■ **Material for this exercise**
■ ■ ■ ■ ■

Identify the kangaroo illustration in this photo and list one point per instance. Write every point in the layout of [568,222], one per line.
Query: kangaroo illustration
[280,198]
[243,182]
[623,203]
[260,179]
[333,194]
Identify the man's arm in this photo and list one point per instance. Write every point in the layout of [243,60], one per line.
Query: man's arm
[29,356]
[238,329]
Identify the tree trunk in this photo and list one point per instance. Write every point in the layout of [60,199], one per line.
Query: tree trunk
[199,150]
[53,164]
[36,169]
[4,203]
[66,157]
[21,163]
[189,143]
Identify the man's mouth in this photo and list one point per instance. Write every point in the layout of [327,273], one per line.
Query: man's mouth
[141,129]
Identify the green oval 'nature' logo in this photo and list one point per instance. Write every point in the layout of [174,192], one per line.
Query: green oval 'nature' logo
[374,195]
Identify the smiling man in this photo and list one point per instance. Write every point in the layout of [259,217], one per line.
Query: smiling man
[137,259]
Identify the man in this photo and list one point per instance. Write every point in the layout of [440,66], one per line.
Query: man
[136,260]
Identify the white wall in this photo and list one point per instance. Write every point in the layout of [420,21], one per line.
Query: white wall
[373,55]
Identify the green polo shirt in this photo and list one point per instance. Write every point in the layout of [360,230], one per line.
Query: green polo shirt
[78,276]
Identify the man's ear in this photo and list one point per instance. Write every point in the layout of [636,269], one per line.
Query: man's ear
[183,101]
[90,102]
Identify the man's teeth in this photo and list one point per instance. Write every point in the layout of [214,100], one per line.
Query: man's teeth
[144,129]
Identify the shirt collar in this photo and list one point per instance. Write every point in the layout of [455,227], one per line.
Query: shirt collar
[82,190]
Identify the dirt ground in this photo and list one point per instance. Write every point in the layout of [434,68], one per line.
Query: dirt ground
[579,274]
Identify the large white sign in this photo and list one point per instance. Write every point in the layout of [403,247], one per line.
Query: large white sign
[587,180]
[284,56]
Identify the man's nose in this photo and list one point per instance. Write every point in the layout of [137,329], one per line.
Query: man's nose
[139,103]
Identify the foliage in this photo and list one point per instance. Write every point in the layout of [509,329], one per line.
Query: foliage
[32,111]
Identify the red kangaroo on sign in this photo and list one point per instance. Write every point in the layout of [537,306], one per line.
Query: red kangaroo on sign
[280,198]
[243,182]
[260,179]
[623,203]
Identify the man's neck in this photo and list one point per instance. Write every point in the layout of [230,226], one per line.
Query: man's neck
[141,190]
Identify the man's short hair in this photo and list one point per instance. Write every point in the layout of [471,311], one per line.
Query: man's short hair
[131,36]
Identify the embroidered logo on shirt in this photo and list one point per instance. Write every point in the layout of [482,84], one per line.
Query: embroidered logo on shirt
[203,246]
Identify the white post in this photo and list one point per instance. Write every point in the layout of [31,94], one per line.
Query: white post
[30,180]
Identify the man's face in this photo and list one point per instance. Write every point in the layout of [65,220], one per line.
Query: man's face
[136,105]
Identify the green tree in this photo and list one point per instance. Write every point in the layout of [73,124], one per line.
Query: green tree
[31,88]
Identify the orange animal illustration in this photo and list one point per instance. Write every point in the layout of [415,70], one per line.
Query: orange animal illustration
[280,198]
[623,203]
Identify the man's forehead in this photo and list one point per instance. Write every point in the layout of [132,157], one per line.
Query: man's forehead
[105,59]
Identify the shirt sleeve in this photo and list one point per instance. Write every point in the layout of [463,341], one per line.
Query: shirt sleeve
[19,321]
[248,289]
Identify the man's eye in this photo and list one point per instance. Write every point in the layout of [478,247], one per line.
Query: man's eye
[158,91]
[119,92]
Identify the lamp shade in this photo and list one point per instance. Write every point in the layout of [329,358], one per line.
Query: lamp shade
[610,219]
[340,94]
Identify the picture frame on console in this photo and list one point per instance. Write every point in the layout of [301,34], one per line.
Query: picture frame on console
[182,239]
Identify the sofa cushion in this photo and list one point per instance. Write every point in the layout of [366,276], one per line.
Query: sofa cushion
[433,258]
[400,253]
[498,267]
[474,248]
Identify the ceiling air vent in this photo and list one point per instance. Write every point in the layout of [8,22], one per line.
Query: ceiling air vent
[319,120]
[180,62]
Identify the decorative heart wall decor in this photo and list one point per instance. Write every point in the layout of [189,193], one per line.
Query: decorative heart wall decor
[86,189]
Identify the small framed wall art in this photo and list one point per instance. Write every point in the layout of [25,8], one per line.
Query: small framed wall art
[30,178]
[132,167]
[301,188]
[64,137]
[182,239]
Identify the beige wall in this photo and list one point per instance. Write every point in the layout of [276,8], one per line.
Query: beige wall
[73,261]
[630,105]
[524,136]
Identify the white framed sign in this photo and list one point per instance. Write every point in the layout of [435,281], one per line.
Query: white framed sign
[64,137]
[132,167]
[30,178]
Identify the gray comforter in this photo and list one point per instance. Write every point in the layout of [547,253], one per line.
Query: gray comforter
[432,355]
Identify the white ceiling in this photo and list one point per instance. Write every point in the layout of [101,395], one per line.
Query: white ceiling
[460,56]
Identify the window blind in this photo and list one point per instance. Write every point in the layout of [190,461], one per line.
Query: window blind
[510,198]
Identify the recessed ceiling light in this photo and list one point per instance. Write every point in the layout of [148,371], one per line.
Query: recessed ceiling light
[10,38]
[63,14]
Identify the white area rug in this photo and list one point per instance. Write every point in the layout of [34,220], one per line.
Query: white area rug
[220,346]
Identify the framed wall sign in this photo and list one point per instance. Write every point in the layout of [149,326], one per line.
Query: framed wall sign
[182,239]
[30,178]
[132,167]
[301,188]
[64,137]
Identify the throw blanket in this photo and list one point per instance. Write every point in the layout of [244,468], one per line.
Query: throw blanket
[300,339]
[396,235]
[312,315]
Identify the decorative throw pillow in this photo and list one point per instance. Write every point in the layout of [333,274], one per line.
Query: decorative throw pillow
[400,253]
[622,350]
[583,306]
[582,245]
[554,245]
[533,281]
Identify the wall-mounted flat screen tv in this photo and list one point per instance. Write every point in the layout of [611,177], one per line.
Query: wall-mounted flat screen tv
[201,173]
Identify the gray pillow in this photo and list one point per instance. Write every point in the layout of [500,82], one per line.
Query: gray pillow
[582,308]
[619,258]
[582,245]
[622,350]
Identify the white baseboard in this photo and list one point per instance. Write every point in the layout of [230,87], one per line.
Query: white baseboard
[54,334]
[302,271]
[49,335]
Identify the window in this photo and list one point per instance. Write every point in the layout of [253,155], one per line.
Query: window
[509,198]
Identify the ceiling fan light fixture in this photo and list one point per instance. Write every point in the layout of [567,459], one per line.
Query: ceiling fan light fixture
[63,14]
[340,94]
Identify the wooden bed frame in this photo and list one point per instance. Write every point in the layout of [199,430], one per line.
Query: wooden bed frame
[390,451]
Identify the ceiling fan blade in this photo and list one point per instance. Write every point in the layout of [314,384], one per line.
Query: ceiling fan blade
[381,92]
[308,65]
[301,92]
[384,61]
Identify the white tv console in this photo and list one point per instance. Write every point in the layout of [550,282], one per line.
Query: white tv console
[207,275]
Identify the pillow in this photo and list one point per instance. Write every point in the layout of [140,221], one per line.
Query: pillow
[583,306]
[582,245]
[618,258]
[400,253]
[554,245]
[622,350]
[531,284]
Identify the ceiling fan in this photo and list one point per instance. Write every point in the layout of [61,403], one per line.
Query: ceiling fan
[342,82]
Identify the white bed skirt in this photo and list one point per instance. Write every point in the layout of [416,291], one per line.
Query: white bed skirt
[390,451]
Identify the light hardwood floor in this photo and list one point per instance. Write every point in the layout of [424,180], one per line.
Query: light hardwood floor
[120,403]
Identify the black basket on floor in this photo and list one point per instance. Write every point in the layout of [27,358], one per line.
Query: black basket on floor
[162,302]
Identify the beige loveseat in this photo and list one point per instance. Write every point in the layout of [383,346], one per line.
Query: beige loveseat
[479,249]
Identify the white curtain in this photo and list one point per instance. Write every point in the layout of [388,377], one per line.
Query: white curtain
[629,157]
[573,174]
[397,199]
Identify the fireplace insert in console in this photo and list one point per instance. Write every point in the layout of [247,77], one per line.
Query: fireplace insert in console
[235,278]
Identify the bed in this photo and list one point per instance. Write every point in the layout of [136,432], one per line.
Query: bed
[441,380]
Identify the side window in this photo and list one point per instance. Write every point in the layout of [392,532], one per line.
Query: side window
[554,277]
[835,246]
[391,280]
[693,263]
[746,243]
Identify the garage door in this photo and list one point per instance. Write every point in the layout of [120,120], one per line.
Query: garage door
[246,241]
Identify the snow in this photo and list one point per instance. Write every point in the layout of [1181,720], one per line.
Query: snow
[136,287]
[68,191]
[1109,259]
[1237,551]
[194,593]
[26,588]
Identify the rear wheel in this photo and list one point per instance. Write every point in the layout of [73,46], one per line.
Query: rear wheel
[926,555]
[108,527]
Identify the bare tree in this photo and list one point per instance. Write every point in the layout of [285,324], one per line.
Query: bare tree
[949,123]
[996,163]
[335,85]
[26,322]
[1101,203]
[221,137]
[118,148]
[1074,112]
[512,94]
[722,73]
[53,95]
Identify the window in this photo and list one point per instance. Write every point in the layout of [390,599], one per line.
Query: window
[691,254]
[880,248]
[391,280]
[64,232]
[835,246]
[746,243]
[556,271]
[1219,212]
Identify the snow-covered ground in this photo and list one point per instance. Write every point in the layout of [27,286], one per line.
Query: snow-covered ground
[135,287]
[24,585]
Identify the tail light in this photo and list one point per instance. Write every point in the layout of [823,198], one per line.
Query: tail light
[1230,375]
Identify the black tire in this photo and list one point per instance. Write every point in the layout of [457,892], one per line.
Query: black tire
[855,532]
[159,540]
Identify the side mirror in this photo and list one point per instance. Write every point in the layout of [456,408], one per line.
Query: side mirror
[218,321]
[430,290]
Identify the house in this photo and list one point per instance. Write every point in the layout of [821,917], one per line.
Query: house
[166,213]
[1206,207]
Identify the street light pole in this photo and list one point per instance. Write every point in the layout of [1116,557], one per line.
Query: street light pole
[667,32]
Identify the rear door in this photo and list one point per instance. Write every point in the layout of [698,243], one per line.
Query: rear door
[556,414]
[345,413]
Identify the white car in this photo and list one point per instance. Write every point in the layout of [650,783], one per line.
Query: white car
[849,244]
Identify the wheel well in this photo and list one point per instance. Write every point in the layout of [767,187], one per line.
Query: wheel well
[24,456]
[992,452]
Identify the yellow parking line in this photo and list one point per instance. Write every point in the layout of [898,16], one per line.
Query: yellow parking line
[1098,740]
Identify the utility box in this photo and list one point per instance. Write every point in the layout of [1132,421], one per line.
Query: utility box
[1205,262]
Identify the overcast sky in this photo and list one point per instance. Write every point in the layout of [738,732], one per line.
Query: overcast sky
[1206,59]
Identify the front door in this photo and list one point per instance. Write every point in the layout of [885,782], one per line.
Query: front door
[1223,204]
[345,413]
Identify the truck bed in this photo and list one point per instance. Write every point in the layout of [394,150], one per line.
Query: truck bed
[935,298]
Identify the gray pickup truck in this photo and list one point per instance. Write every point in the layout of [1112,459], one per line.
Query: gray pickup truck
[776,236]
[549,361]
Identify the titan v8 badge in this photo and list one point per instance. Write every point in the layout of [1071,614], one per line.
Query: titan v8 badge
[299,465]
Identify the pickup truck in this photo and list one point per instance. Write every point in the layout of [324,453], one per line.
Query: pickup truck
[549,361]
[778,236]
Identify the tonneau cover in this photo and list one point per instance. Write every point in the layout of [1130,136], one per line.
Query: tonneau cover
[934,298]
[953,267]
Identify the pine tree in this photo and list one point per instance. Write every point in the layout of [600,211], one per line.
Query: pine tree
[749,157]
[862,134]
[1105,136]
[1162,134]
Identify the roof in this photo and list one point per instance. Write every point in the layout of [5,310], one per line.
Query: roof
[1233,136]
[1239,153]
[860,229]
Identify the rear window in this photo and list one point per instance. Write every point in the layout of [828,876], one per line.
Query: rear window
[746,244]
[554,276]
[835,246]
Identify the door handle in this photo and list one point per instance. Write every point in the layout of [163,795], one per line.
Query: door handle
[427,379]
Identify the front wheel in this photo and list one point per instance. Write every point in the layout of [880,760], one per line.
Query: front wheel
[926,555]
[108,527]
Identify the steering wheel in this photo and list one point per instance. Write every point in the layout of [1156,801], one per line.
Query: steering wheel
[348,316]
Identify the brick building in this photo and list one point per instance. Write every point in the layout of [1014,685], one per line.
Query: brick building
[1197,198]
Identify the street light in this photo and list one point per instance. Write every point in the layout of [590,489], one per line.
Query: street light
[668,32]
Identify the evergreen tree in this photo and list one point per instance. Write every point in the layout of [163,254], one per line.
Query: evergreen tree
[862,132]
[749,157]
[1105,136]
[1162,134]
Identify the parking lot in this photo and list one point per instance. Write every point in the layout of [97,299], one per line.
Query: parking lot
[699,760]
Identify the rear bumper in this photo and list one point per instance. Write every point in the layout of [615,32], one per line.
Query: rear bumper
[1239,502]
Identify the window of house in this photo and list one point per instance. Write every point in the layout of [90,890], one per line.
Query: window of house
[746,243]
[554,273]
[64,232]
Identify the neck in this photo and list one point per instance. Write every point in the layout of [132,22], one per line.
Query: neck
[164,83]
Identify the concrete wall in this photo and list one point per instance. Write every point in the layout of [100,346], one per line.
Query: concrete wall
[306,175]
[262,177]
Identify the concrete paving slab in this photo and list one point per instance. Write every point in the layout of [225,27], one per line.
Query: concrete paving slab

■ ■ ■ ■ ■

■ **Assignment**
Look through the data above for the string "paving" and copy every line where it appears.

■ **Answer box**
Identify the concrete paving slab in this photo and list one point per instance. Write every point in the layout of [225,27], one per line.
Query: concrete paving slab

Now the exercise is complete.